**Provided passage**
Trying to understand: clang's side-effect warnings for typeid on a polymorphic object

Question

This question is not about how to avoid the described warning. (Store in a reference beforehand; Or use dynamic_cast instead of typeid)

I'm trying to understand why the warning exists in the first place. What is it trying to protect from?

Consider the following code example:

#include <memory>
#include <iostream>

struct A { virtual ~A() = default; };

struct B : A { };

A *get_pa() { 
    static A static_a{};
    return &static_a; 
}

int main() {
    std::shared_ptr<A> pa1 = std::make_shared<B>();
    A *pa2 = new B{};

    //1) warning: will be evaluated
    std::cout << typeid(*pa1).name() << '\n';         

    //2) okay
    std::cout << typeid(pa1.get()).name() << '\n';  
    
    //3) okay    
    std::cout << typeid(*pa2).name() << '\n';               

    //4) warning: will be evaluated
    std::cout << typeid(*new A{}).name() << '\n';
    
    //5) warning: will not be evaluated
    std::cout << typeid(new A{}).name() << '\n'; 

    //6) warning: will be evaluated
    std::cout << typeid(*get_pa()).name() << '\n';  

    //EDIT 1:
    //7) okay
    std::cout << typeid(get_pa()).name() << '\n';
}

Compile this code with clang and you'll get the following kind of warning:

warning: expression with side effects will be evaluated despite being used as an operand to 'typeid' [-Wpotentially-evaluated-expression]
    std::cout << typeid(*pa1).name() << '\n';
                        ^

I think I understand the general premise of that warning:

• typeid will actually evaluate the expression these cases, and we might not be aware of that.

**Data provided**
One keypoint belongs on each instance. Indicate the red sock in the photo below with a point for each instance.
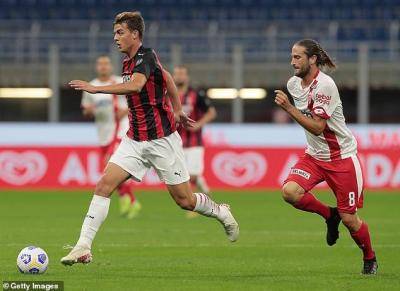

**Written problem 1**
Write out the part of the clang typeid question between "Trying to understand: clang's" and "instead of typeid)", inclusive.
**Written problem 2**
In the clang typeid question, what flag name appears in square brackets at the end of the quoted warning message?
You won't need the listing.

**Complete output 1**
Trying to understand: clang's side-effect warnings for typeid on a polymorphic object

Question

This question is not about how to avoid the described warning. (Store in a reference beforehand; Or use dynamic_cast instead of typeid)

**Complete output 2**
-Wpotentially-evaluated-expression